No trecho sobre Bob Dylan, que negócio o pai dele administrava em Hibbing?

## Trecho apresentado
────────────────────

Vista sob esse ângulo, a viagem de Dylan tomava ares de uma peregrinação mística. Para ele, Guthrie era uma espécie de modelo e objeto de adoração. Por outro lado, Dylan almejava o fulgor cultural do Greenwich Village, bairro boêmio de Nova York, e chegava ainda em tempo de organizar a festa. A década do desvario mal começava e Bob Dylan, aos 19 anos, se colocava, quase involuntariamente, bem no olho do grande furacão que viria a seguir. Vista sob esse ponto de vista, sua viagem se aproximava mais de uma campanha política. Ele vinha para participar.
Certas pessoas possuem a capacidade de estar sempre nos lugares certos, às horas certas. Vai nisso um tanto de mérito e um tanto de sorte. Dylan era esse tipo de gente e possuía ambas as qualidades. Mas, quando chegou a Nova York e passou a fazer peregrinações regulares para visitar o mestre acamado, Dylan já trazia em si as sementes do Armagedon, da batalha do Juízo Final.
Bob Dylan tinha 6 seis anos quando sua família se mudou de Duluth, no estado de Minnesota, para a cidade de Hibbing, cuja principal atividade econômica era mineração de ferro, e que se orgulhava de ser “o maior buraco já feito pelo homem”. Em Hibbing, o velho Abraham Zimmerman, pai de Bob Dylan (então Robert Zimmerman) geria uma loja de ferragens. O menino viveu uma infância repleta de episódios românticos, tendo como pano de fundo as estradas de ferro, a vida dos mineiros, dos vagabundos de estrada... e suas músicas. Principalmente suas músicas.

────────────────────

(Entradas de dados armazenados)
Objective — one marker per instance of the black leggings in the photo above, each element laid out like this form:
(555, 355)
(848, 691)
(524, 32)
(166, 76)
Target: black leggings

────────────────────

## Resposta completa
Abraham Zimmerman, pai de Bob Dylan, administrava uma loja de ferragens.